Source
The display device may further comprise a distributed Bragg reflector which is disposed on the first light emitting diode and the second light emitting diode to reflect light with the third wavelength and transmit light with the first wavelength and the second wavelength.
The first light emitting diode may include a first quantum dot layer which converts light with the third wavelength into the first wavelength and the second light emitting diode includes a second quantum dot layer which converts light with the third wavelength into the second wavelength.
The third light emitting diode may include a transmission layer with the same thickness with the first quantum dot layer and the second quantum dot layer.
Although the exemplary embodiments of the present disclosure have been described in detail with reference to the accompanying drawings, the present disclosure is not limited thereto and may be embodied in many different forms without departing from the technical concept of the present disclosure. Therefore, the exemplary embodiments of the present disclosure are provided for illustrative purposes only but not intended to limit the technical concept of the present disclosure. The scope of the technical concept of the present disclosure is not limited thereto. Therefore, it should be understood that the above-described exemplary embodiments are illustrative in all aspects and do not limit the present disclosure. All the technical concepts in the equivalent scope of the present disclosure should be construed as falling within the scope of the present disclosure.

Problems to work on
A) In the display device text, start at the words "The display device" and stop after "quantum dot layer.", renaming "distributed Bragg reflector" to "reflective filter" throughout.
B) Answer these questions from the display device text:
(i) Light of which wavelength does the distributed Bragg reflector reflect?
(ii) What does the first quantum dot layer convert, and into what?
(iii) What layer may the third light emitting diode include?
The material comes from a separate source with no connection to the display device text.

Pointing dataset records:

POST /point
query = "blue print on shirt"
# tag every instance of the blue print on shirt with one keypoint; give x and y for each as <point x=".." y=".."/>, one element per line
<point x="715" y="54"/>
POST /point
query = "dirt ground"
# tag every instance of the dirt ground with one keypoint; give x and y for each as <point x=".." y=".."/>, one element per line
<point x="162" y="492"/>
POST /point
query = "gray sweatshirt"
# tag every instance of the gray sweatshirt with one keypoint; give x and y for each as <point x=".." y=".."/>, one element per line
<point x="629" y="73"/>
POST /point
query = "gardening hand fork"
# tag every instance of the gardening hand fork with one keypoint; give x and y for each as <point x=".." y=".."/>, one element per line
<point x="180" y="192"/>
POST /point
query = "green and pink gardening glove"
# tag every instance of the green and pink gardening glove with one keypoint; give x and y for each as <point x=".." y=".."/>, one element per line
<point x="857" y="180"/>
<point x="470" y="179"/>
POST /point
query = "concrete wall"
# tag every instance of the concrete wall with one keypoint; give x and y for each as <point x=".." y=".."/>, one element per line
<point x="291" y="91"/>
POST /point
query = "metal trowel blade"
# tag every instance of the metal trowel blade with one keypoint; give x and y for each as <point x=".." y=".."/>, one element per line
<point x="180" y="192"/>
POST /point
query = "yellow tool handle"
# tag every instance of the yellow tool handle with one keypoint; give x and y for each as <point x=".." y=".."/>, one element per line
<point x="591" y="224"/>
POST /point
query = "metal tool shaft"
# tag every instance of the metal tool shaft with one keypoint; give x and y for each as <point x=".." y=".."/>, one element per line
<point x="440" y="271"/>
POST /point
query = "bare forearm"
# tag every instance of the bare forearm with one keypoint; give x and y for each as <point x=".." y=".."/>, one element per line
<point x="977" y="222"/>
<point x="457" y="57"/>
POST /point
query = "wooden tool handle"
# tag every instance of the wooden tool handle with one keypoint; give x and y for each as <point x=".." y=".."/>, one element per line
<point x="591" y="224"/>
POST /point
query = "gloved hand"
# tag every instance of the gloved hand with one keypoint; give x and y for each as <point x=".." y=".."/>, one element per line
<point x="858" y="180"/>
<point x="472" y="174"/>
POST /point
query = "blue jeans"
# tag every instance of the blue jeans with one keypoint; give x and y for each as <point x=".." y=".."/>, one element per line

Responses per task
A)
The display device may further comprise a reflective filter which is disposed on the first light emitting diode and the second light emitting diode to reflect light with the third wavelength and transmit light with the first wavelength and the second wavelength.
The first light emitting diode may include a first quantum dot layer which converts light with the third wavelength into the first wavelength and the second light emitting diode includes a second quantum dot layer which converts light with the third wavelength into the second wavelength.
The third light emitting diode may include a transmission layer with the same thickness with the first quantum dot layer and the second quantum dot layer.

B)
(i) Light with the third wavelength.
(ii) Light with the third wavelength, into the first wavelength.
(iii) A transmission layer with the same thickness as the first quantum dot layer and the second quantum dot layer.